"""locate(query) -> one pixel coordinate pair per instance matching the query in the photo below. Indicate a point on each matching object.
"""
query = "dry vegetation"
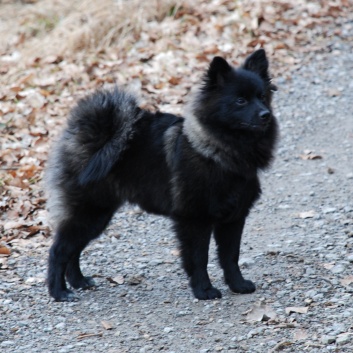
(54, 51)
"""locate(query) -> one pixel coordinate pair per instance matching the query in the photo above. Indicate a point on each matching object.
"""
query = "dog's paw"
(82, 283)
(66, 295)
(207, 294)
(243, 286)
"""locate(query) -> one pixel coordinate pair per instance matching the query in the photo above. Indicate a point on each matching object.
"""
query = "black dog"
(201, 171)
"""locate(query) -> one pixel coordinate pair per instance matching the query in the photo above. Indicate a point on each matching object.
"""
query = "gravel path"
(298, 248)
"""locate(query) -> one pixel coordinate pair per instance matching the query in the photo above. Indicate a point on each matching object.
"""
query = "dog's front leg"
(194, 237)
(228, 238)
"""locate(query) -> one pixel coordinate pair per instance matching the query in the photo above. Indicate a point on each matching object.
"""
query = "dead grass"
(59, 27)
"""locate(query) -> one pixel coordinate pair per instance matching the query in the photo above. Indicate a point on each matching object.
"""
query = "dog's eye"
(241, 101)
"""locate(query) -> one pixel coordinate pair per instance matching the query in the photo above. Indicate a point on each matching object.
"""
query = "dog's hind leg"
(228, 239)
(64, 258)
(194, 237)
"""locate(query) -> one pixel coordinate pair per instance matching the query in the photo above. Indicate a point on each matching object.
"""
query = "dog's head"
(237, 99)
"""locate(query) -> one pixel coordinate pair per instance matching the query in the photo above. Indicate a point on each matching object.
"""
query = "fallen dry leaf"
(261, 312)
(346, 281)
(297, 309)
(4, 250)
(307, 214)
(300, 334)
(329, 265)
(309, 155)
(107, 325)
(333, 92)
(175, 252)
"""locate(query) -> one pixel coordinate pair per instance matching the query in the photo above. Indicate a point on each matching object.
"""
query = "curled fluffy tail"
(102, 125)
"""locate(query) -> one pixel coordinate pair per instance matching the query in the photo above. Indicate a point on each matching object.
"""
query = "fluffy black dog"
(201, 171)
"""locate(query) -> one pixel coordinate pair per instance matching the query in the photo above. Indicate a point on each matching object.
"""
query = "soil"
(297, 248)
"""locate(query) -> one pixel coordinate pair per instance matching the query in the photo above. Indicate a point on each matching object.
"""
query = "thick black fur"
(201, 171)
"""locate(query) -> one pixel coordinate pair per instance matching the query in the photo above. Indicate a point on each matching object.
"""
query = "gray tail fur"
(103, 124)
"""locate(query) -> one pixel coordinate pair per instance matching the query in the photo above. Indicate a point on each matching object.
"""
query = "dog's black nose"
(265, 115)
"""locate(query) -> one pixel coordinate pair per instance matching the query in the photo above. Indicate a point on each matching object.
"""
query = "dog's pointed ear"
(218, 70)
(257, 62)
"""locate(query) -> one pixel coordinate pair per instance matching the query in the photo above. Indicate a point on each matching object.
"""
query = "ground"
(298, 241)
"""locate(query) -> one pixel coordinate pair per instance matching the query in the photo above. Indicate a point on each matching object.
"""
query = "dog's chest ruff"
(208, 145)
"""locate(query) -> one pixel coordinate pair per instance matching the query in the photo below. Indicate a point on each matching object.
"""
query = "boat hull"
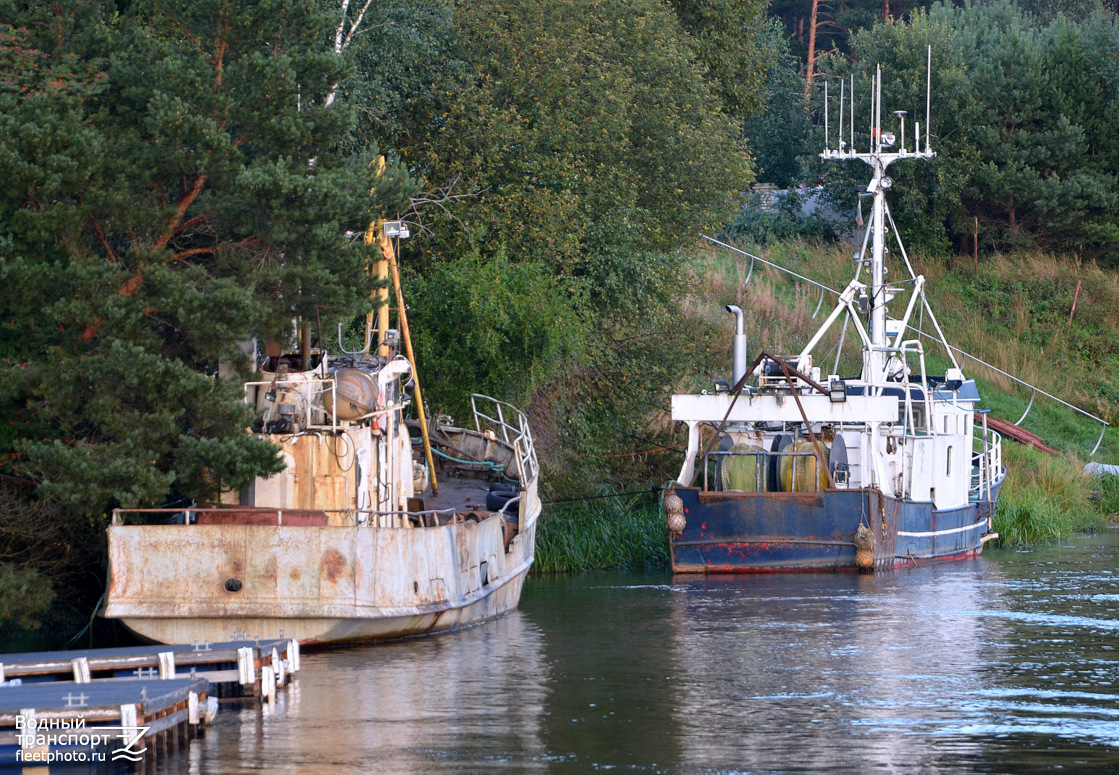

********************

Repeat all of the entries above exactly. Keep pictures out of it.

:: Solution to the exercise ::
"""locate(query) -> one pixel coordinate pair per instance matching the query in the photo below. Indicate a point on each matching object.
"""
query = "dry vegetation"
(54, 51)
"""locate(query) -> one pixel coordinate pair per instance matching the query in the photo above. Indicate a point on each matching object.
"""
query = "dog's paw"
(82, 283)
(66, 295)
(207, 294)
(243, 286)
"""locate(query) -> one pixel coordinate pair per instance matching the query in the photo above. Indicate a point on each matching object.
"""
query = "black dog"
(201, 171)
"""locate(query) -> one pixel coordinate pair per instance matching the query in the photo above. Indicate a point on each matching object.
"""
query = "gravel path"
(298, 248)
"""locate(query) -> one pixel coordinate pair per instance matching the query in the photo above. Indicate a point on each matching object.
"""
query = "dog's front leg"
(194, 237)
(228, 238)
"""locate(query) -> one pixel coordinate pair per instance matching the query in the photo above. Indicate a point on each matching object.
"""
query = "dead grass"
(59, 27)
"""locate(query) -> one pixel coordinate pair per instance matching the query in the photo above. Indicate a point on each matching object.
"""
query = "dog's eye"
(241, 101)
"""locate(query) -> one pixel coordinate pair per instance matching the query in the photo above. Indicate a point on each matching object.
"""
query = "dog's hind leg"
(228, 239)
(64, 258)
(194, 237)
"""locate(query) -> one pixel coordinate pair per instance matching the query in the photo above. Indicate a point on each matching object.
"""
query = "dog's head"
(237, 99)
"""locate(query) -> one pixel coordinate pair per instance matching the query in the photo above. Indicate a point on each matching object.
"""
query = "fallen dry leaf"
(261, 312)
(346, 281)
(297, 309)
(4, 250)
(307, 214)
(300, 334)
(329, 265)
(309, 155)
(107, 325)
(333, 92)
(175, 252)
"""locate(query) -> one pixel coordinate pair per instance matching the query in the photo above. Indicate a point on each matching object.
"""
query = "curled fluffy tail"
(102, 125)
"""locate(query) -> one pixel coordinate pair per instance matching the query in the photo above. Indicate a point on each matching object.
"""
query = "fluffy black dog"
(201, 171)
"""locate(query) -> one pixel coordinate pair per instance matching the query in the photo above. Indicate a point on each matching object.
"""
query = "soil"
(297, 248)
"""locate(query) -> one pixel coordinate pair per instance matching the query in the photo above. Indicate a point on each matching object.
"""
query = "thick black fur"
(201, 171)
"""locate(query) -> one pixel coordinate pair per instance matching the query in the photo above. Indicate a point on each matching object.
"""
query = "gray tail fur"
(103, 124)
"""locate(query) -> one pixel coordinate pair per instance matching the query in the photo above. Indicate a point on each matching object.
"""
query = "dog's black nose"
(265, 115)
"""locate(query) -> one pixel coordinate pair per instance matching the query in the photo above. Indicate a point on each matching object.
"""
query = "dog's pointed ear"
(218, 70)
(257, 62)
"""locate(query) -> one pixel coordinate pair per instance matching the query in the photo above. Indicate a point on each matching object.
"""
query = "ground"
(298, 241)
"""locate(query) -> one pixel coordinate pair per instance matching the query in the photo above. Indicate a point on each matching object.
"""
query = "dog's chest ruff"
(208, 145)
"""locate(query) -> one pixel coordinate pair per instance matching the query in the photo below. Indicate a point on each matching object.
"""
query = "boat hull"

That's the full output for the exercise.